** Start **

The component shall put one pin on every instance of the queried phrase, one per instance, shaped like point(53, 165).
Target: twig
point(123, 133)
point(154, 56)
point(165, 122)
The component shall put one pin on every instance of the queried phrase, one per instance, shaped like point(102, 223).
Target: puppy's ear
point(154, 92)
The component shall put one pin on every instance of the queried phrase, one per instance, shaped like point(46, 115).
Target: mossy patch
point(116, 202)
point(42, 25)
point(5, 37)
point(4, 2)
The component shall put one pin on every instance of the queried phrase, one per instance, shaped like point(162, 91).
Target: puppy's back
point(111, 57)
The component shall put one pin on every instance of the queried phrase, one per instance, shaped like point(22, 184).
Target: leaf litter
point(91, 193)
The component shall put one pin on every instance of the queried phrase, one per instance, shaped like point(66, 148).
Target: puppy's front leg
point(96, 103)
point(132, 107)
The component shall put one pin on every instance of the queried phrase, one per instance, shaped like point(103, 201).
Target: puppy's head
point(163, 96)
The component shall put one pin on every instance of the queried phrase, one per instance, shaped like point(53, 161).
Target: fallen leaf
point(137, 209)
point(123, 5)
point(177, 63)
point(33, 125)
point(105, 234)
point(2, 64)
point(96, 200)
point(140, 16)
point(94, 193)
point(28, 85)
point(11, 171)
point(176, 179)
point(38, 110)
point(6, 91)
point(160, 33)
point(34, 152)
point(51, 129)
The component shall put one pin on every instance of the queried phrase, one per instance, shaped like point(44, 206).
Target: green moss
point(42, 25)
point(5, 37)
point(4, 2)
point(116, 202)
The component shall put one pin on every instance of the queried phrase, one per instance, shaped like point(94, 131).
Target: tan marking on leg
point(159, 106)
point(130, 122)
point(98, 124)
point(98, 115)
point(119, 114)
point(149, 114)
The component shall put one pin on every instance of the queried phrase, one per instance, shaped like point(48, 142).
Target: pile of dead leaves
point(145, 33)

** End **
** Start **

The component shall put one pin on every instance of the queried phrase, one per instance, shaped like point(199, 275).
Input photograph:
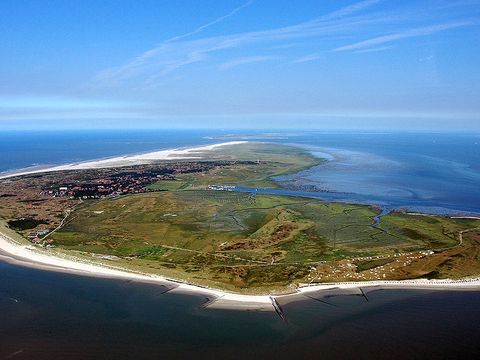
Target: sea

** End **

Retype the records without any change, starting at the line that contains "like point(53, 165)." and ending at the line that contains "point(145, 33)". Include both of those lines.

■ **RESPONSE TO THE EXERCISE**
The component shall put one pin on every instance of the queried phrase, one per instance, shaped like point(53, 165).
Target: twig
point(123, 133)
point(154, 56)
point(165, 122)
The component shall put one pin on every instance of the queried phrase, one per instance, shaped like point(102, 223).
Target: puppy's ear
point(154, 92)
The component shall put one pin on every instance of the queried phrase, one per instance, shaped like point(46, 115).
Target: mossy patch
point(116, 202)
point(42, 25)
point(5, 37)
point(4, 2)
The component shall put one pin on every instance of the queried phrase, one per instance, shaped like point(162, 91).
Target: puppy's back
point(111, 57)
The component shall put one pin on every instance of the queried phrase, one per instance, shaped like point(22, 184).
Target: leaf litter
point(91, 193)
The component shall put one pin on every instance of the queried phrase, one per instance, shaped like point(66, 148).
Target: puppy's front leg
point(96, 103)
point(132, 107)
The component shall put one pin on every instance of the queried phrase, one per instance, shaped like point(103, 201).
Target: puppy's head
point(163, 96)
The component shall put one pin on every instance of the queried phrase, one per instance, shaped like point(53, 161).
Target: fallen leaf
point(137, 209)
point(123, 5)
point(177, 63)
point(33, 125)
point(105, 234)
point(2, 64)
point(96, 200)
point(140, 16)
point(94, 193)
point(28, 85)
point(11, 171)
point(176, 179)
point(38, 110)
point(6, 91)
point(160, 33)
point(34, 152)
point(51, 129)
The component shall put one pin on every instance of the queried phrase, one per instance, shaped like point(44, 206).
Target: green moss
point(42, 25)
point(5, 37)
point(4, 2)
point(116, 202)
The component shall put one pin on every instance of the queried phrase, one per instance, shaped like point(94, 131).
Target: tan marking on leg
point(159, 106)
point(130, 122)
point(98, 124)
point(98, 115)
point(119, 114)
point(149, 114)
The component shall put one pin on every instance of the queried phrase, one per instance, shaped like point(48, 142).
Target: pile of dead leaves
point(145, 33)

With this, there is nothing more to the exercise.